### Goal
Please rewrite all of the entries below, putting "Label" in place of "Target" and leaving everything else as it is.

### Dataset entries
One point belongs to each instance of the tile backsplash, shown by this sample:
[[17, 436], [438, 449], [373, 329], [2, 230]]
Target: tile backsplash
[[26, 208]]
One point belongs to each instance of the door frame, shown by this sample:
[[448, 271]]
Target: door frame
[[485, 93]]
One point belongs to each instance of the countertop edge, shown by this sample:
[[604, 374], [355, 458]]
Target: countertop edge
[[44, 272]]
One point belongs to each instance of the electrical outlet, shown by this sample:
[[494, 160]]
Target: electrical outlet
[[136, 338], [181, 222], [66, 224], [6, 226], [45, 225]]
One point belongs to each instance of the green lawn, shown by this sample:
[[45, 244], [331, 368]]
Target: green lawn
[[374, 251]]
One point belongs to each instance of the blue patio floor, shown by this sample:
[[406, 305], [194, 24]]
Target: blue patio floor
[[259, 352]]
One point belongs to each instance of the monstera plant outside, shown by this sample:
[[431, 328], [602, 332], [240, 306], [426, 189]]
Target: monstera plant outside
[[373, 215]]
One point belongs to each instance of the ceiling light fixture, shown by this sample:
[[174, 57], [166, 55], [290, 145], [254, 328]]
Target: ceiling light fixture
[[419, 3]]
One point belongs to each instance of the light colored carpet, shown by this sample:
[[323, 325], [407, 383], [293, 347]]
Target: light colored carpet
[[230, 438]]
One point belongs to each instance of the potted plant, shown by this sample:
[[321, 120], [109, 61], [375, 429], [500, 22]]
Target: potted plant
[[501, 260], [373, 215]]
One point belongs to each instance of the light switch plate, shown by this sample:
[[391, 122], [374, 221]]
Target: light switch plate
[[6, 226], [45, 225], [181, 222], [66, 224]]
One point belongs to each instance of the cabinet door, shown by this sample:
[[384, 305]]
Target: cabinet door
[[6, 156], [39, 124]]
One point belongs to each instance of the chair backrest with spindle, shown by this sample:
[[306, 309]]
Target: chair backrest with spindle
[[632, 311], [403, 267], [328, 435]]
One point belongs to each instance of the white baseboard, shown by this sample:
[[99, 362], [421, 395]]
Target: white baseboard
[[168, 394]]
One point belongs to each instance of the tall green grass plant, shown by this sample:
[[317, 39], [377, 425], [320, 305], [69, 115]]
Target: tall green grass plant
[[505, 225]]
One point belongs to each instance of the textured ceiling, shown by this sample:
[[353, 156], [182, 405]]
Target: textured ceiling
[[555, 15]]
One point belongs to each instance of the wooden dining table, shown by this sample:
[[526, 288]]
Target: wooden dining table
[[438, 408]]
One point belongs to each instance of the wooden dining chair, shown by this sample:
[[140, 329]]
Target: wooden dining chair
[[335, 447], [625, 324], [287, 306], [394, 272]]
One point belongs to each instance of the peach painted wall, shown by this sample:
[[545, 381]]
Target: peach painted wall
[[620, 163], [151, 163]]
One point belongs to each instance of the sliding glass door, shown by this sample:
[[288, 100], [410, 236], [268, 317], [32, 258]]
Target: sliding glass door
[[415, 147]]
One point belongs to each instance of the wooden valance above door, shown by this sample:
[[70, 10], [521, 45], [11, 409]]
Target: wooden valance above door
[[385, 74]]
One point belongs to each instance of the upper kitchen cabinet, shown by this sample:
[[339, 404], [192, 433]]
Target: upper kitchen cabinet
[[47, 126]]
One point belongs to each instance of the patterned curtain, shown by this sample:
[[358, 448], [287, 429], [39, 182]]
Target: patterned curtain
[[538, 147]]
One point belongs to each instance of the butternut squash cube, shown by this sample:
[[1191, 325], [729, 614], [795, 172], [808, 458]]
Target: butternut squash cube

### Solved exercise
One point belongs to each instance of the tile backsplash, shown by this sample:
[[17, 436], [438, 449], [373, 329], [2, 230]]
Label: tile backsplash
[[26, 208]]
One point belongs to each instance of the door frame, shown by this sample:
[[448, 271]]
Label: door frame
[[485, 93]]
One point belongs to each instance of the countertop edge, shown by this sample:
[[604, 374], [355, 458]]
Label: countertop edge
[[44, 272]]
One point belongs to each instance of the electrical outlet, shown by this sample:
[[494, 160]]
Label: electrical outlet
[[136, 338], [181, 222], [66, 224], [6, 226], [45, 225]]
One point belongs to each instance of the green lawn, shown by this sample:
[[45, 244], [331, 368]]
Label: green lawn
[[374, 251]]
One point belongs to each instance of the blue patio floor, shown by this sample:
[[406, 305], [194, 24]]
Label: blue patio floor
[[259, 352]]
One point belongs to each instance of the monstera plant outside, shown by this sample:
[[431, 328], [602, 332], [240, 306], [426, 189]]
Label: monstera plant outside
[[373, 215]]
One point belongs to each instance of the ceiling light fixture, shown by this sample:
[[174, 57], [166, 55], [290, 145], [254, 328]]
Label: ceiling light fixture
[[419, 3]]
One point belongs to each instance of the light colored carpet, shown by this sample:
[[323, 325], [407, 383], [293, 347]]
Label: light colored carpet
[[230, 438]]
One point belongs to each instance of the potted plant, shown by this sample:
[[321, 120], [109, 61], [375, 429], [500, 22]]
Label: potted plant
[[501, 260], [373, 215]]
One point belongs to each instance of the light switch plate, shown by this sample:
[[391, 122], [374, 221]]
Label: light switch plate
[[6, 226], [45, 225], [181, 222], [66, 224]]
One point belongs to each instance of the cabinet door, shown by this sample:
[[384, 305]]
Label: cabinet door
[[6, 156], [39, 124]]
One point belongs to each instance of the chair backrest with spindle, shown by this sample:
[[306, 309]]
Label: chair backrest with spindle
[[632, 311], [403, 267], [328, 435]]
One point belongs to each instance of the white baseboard, shown by this sample:
[[99, 362], [421, 395]]
Label: white baseboard
[[168, 394]]
One point belongs to each instance of the tall green grass plant, shown by this sample:
[[317, 39], [377, 425], [320, 305], [69, 115]]
Label: tall green grass plant
[[505, 225]]
One point belongs to each instance of the textured ceiling, shown by this sample:
[[353, 156], [182, 405]]
Label: textured ceiling
[[555, 15]]
One point belongs to each instance of the wooden dining table, shown by this sample:
[[526, 288]]
Label: wooden dining table
[[438, 408]]
One point belongs to each instance of the wooden dining chair, shown by this sample:
[[140, 329]]
Label: wooden dining chair
[[335, 447], [625, 324], [287, 306], [394, 272]]
One point belongs to each instance of the peach painted wall, shown by this sample:
[[545, 381]]
Label: peach painted wall
[[620, 163], [151, 163]]
One point belongs to each instance of the sliding glass door, shown by this sample:
[[288, 100], [410, 236], [268, 317], [32, 258]]
Label: sliding glass door
[[415, 147]]
One point belongs to each instance of the wooden valance above door, shown by this sample:
[[70, 10], [521, 45], [11, 409]]
Label: wooden valance above door
[[385, 74]]
One point belongs to each instance of the upper kitchen cabinet, shown by this sample:
[[339, 404], [192, 433]]
Label: upper kitchen cabinet
[[47, 126]]
One point belongs to each instance of the patterned curtain, shown by this sample:
[[358, 448], [287, 429], [39, 182]]
Label: patterned curtain
[[538, 147]]
One point belongs to each instance of the butternut squash cube, shown by this sample:
[[1191, 325], [729, 614], [795, 172], [808, 458]]
Label: butternut squash cube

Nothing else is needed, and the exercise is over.